Rien n'y a fait; je n'ai pas pu combler le vide.
À son âge d'or, Star Wars donnait l'impression d'être plus qu'une simple série de longs métrages. Les personnages de la saga avaient une belle épaisseur, pour reprendre une expression de Mike Leigh: lorsqu'un personnage secondaire quittait l'écran (l'amiral Ackbar, par exemple), on pouvait parfaitement l'imaginer en train de vivre sa propre aventure parallèle.
Seule la trilogie originale m'a fait cet effet.

Pour ce qui est de la quatrième étape, la dépression, inutile de vous faire un dessin: il vous suffit d'imaginer un homme de 30 ans en train de regarder 150 épisodes de Pokémon.

Puis vint la cinquième, et dernière: l'acceptation.
Dans mon cas, ce fut plutôt de l'indifférence.
Un dessin animé Star Wars (The Clone Wars) est sorti en 2008. Il y a quelques années, j'aurais été le premier à faire la queue devant mon cinéma pour l'avant-première nocturne. Je ne suis même pas allé le voir. Je suis tombé dessus plus tard, sur une chaîne du câble. Je ne me souviens plus très bien du scénario; je l'ai regardé d'un œil, en faisant le ménage. Notre époque est sans doute la plus riche en contenu Star Wars, mais tout cela ne me fait ni chaud ni froid.

* * * * *

* _EXERCICES À FAIRE_
a – D'après l'extrait sur Star Wars, en quelle année le dessin animé The Clone Wars est-il sorti ?
b – Écrivez la suite de l'extrait sur Star Wars, à partir de sa dernière phrase.

* _SECTION DE DONNÉES_
* * * * *

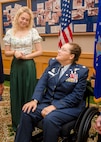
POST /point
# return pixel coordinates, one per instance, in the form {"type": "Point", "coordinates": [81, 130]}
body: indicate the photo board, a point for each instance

* * * * *

* _RÉPONSES DANS L'ORDRE_
a – En 2008.

b –
Enfin, il y a tout de même une exception.
Il y a quelques mois, j'ai acheté le jeu Star Wars : Cantina, pour mon iPod Touch.
Ce n'est guère plus qu'un Tapper ou qu'un Diner Dash à la sauce Star Wars, mais j'ai plutôt accroché. Servir des verres dans une galaxie lointaine, très lointaine: voilà bien dix ans que la saga ne m'avait pas apporté un tel plaisir.
En voyant les oncles Owen et les Greedos déambuler dans mon petit bar, je me suis souvenu de ce que j'avais aimé dans Star Wars; cet univers si vaste, où l'on pouvait faire mille rencontres passionnantes et vivre d'innombrables aventures.

Une fois le jeu fini, je l'ai effacé de mon iPod.
On ne plaisante pas avec la désintoxication.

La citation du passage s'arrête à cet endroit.